■ **The exercise**
Rewrite the rows starting at the line that contains "If you could mark the crowd of" and ending at the end of the rows, replacing "crowd of soldiers" with "group of soldiers" and leaving everything else unchanged.

(Records of labeled points)
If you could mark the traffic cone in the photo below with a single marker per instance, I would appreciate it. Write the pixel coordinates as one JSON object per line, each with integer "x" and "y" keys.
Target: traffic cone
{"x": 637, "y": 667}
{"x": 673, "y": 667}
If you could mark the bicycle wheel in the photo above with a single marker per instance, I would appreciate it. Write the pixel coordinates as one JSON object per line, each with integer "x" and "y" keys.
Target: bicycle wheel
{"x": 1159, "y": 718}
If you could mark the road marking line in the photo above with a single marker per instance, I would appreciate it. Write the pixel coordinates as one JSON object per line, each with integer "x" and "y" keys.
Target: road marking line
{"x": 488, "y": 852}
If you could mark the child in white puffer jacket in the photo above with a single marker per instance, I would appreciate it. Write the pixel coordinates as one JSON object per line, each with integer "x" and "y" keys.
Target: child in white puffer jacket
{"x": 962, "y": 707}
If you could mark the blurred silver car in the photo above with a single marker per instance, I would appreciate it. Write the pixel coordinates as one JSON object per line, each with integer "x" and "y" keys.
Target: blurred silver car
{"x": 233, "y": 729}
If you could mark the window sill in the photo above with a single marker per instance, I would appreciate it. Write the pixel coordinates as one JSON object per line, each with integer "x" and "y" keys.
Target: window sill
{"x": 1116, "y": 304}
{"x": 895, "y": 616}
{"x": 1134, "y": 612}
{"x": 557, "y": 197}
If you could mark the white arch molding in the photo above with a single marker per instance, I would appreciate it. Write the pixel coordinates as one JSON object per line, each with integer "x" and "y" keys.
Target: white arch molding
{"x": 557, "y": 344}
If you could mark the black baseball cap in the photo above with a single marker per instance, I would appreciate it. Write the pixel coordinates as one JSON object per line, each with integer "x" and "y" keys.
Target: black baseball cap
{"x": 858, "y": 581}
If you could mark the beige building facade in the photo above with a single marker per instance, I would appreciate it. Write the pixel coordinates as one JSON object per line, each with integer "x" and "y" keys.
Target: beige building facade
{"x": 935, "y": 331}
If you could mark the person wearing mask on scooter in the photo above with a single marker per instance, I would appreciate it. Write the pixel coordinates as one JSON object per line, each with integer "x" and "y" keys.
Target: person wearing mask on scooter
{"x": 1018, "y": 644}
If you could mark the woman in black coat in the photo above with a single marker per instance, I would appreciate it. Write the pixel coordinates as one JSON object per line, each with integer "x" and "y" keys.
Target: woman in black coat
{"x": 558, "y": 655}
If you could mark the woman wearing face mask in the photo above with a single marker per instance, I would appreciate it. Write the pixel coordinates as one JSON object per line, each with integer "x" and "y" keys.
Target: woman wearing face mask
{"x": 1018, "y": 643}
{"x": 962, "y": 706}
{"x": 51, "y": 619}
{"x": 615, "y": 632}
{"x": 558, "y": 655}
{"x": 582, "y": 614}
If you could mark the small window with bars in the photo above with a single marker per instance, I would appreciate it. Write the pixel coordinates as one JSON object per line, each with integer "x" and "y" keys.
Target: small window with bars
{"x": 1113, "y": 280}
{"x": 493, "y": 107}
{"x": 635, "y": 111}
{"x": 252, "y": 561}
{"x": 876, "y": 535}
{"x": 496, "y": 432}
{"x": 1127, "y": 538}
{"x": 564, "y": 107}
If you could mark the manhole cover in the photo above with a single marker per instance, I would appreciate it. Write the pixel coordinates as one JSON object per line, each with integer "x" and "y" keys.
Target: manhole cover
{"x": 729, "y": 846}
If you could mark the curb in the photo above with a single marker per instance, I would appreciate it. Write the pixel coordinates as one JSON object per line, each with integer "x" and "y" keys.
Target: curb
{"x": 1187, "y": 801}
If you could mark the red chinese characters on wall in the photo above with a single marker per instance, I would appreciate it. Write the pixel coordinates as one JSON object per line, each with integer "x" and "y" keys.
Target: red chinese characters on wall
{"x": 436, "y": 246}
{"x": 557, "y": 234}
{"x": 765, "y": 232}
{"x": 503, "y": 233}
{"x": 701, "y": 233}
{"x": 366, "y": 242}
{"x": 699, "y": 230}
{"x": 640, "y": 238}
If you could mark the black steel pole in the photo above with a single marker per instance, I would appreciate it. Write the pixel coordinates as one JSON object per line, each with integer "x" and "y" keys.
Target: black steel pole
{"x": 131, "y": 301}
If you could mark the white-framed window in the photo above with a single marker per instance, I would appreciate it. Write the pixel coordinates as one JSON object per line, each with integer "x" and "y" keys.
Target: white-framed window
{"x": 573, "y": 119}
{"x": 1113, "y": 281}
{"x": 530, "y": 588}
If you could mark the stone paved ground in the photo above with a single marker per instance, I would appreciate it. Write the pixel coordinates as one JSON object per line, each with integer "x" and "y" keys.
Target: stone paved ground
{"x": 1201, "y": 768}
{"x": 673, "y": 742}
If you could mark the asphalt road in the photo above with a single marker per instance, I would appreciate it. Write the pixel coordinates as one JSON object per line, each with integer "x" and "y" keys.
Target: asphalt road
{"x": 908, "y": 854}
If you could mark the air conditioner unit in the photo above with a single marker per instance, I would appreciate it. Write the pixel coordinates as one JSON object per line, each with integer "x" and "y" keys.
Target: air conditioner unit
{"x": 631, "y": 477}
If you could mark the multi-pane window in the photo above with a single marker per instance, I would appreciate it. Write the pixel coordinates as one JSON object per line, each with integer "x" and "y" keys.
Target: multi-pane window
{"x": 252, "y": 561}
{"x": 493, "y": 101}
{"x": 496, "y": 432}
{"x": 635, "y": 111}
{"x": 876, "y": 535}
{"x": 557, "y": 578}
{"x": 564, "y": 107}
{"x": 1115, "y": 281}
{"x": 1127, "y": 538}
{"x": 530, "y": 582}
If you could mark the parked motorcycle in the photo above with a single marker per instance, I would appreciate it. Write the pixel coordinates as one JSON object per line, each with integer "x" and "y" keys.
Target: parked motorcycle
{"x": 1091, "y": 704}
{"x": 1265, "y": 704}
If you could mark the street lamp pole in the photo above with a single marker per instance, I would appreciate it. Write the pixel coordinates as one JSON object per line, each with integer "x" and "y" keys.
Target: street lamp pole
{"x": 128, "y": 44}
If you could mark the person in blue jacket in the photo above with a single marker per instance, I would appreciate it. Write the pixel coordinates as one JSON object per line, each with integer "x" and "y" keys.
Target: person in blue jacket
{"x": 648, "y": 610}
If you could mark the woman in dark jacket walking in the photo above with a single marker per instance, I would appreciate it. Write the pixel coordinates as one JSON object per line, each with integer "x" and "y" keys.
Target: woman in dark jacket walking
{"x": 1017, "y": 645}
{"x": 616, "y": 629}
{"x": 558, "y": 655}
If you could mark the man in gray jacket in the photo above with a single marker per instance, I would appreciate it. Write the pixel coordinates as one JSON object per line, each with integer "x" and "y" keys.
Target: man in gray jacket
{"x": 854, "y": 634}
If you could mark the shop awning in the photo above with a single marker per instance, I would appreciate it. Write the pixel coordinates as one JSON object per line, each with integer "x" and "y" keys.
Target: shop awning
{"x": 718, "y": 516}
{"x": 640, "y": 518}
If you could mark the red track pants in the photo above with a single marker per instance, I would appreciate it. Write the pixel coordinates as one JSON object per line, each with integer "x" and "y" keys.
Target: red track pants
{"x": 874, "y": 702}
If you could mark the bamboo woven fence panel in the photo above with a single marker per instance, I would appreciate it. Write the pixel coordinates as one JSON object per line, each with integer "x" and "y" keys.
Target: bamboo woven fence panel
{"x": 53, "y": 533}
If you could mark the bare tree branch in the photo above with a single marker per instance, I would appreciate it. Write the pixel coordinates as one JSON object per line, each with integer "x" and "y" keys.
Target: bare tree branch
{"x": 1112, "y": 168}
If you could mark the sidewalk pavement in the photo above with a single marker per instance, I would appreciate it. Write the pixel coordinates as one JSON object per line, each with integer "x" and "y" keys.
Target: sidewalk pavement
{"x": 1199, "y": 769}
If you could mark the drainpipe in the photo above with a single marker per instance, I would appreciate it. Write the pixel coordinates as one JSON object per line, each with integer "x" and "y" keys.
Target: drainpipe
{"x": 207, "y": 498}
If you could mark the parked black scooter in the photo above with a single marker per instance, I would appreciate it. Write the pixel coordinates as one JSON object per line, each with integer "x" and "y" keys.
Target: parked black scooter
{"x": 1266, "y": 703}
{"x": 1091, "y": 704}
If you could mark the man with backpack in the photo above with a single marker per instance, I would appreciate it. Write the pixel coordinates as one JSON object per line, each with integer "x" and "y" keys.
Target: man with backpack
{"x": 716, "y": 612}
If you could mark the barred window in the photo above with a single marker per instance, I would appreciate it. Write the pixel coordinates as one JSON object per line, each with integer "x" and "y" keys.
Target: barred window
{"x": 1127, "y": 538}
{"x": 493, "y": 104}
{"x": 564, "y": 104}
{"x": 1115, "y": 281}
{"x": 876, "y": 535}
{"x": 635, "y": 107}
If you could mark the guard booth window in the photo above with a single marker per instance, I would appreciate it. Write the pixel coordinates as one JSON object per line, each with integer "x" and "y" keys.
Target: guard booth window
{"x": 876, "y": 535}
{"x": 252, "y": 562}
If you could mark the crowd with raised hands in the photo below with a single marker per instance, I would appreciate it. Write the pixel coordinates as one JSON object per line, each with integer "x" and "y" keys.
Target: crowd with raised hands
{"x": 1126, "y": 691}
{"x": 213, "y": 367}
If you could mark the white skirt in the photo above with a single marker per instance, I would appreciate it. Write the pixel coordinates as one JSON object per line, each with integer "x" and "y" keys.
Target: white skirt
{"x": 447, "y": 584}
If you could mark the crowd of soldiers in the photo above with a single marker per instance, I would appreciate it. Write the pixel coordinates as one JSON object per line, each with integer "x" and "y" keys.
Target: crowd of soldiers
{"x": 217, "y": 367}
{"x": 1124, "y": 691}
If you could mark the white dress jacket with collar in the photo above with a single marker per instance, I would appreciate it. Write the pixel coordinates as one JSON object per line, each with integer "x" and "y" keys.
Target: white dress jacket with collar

■ **Answer for this exercise**
If you could mark the group of soldiers in the photo above with a single marker per instance, I would appreciate it. Write the pixel coordinates as one JSON object per line, each with integer "x" and "y" keys.
Target: group of soldiers
{"x": 217, "y": 367}
{"x": 1124, "y": 691}
If you could mark the white dress jacket with collar in the photo above with a single marker per instance, I would appreciate it. Write the pixel coordinates as one JSON object per line, each with integer "x" and "y" keys.
Target: white dress jacket with collar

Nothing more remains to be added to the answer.